# Document passage
Skip site navigation (1) Skip section navigation (2)

Re: Selecting K random rows - efficiently!

From: "vincent" <vinny(at)xs4all(dot)nl>
To: pgsql-general(at)postgresql(dot)org
Subject: Re: Selecting K random rows - efficiently!
Date: 2007-10-30 09:08:03
Message-ID: 24973.84.107.170.210.1193735283.squirrel@webmail.xs4all.nl (view raw or flat)
Thread:
Lists: pgsql-general
> 2007/10/26, Patrick TJ McPhee <ptjm(at)interlog(dot)com>:
>> In article <ffnid8$1q2t$1(at)news(dot)hub(dot)org>, cluster  <skrald(at)amossen(dot)dk>
>> wrote:
>> % > How important is true randomness?
>> %
>> % The goal is an even distribution but currently I have not seen any way
>> % to produce any kind of random sampling efficiently. Notice the word
>>
>> How about generating the ctid randomly? You can get the number of pages
>> from pg_class and estimate the number of rows either using the number
>> of tuples in pg_class or just based on what you know about the data.
>> Then just generate two series of random numbers, one from 0 to the
>> number
>> of pages and the other from 1 to the number of rows per page, and keep
>> picking rows until you have enough numbers. Assuming there aren't too
>> many dead tuples and your estimates are good, this should retrieve n
>> rows
>> with roughly n look-ups.

# Written problem 1
Answer these about the random-rows post:
(a) What date and time does the post give for the message?
(b) From which source does the quoted suggestion say the number of pages can be obtained?
(c) What range does the second series of random numbers cover?
# Written problem 2
Set down everything in the random-rows post from "Skip site navigation" down to "Subject: Re: Selecting K random rows - efficiently!", word for word.

# Rows
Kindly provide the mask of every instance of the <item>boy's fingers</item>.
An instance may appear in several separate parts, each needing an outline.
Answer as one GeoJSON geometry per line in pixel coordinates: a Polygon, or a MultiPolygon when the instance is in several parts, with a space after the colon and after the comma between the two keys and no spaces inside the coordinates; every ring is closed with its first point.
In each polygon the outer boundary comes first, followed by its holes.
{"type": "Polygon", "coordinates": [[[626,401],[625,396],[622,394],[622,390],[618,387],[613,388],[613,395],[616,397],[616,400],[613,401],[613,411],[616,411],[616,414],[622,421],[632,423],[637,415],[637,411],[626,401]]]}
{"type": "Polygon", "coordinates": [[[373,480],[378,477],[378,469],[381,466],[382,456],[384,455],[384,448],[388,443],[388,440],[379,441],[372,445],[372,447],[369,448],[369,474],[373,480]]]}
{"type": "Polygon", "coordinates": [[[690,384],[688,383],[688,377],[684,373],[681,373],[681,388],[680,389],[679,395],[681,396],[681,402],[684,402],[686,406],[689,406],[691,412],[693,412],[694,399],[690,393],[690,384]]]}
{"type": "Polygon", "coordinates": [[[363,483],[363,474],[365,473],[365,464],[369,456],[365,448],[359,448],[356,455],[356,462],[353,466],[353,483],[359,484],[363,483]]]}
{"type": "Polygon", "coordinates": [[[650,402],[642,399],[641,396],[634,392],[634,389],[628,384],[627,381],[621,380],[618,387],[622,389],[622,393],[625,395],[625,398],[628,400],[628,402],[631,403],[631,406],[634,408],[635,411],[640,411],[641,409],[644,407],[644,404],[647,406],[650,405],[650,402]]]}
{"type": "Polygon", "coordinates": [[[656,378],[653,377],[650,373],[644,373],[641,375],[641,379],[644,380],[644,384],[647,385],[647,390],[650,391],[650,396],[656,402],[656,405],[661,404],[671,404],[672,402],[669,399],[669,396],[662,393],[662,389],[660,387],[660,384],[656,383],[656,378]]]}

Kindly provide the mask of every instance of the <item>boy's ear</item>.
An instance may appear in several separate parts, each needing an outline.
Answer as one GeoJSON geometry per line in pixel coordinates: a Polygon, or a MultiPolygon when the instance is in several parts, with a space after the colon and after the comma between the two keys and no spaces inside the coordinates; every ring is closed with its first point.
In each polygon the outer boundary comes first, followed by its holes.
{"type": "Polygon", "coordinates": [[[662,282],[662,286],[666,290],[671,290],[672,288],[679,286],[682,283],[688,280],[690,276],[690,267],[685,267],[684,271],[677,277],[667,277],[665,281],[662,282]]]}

# Exercise result 1
(a) 2007-10-30 09:08:03
(b) pg_class
(c) From 1 to the number of rows per page

# Exercise result 2
Skip site navigation (1) Skip section navigation (2)

Re: Selecting K random rows - efficiently!

From: "vincent" <vinny(at)xs4all(dot)nl>
To: pgsql-general(at)postgresql(dot)org
Subject: Re: Selecting K random rows - efficiently!